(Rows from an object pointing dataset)
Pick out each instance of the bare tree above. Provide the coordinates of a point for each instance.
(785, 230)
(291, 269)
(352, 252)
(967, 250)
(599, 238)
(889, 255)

» Exercise
Duplicate every one of the entries above, line for line, without changing anything.

» Result of the exercise
Pick out each instance of the bare tree above. Provide the coordinates of a point for each instance.
(785, 230)
(291, 269)
(352, 252)
(967, 250)
(599, 238)
(889, 255)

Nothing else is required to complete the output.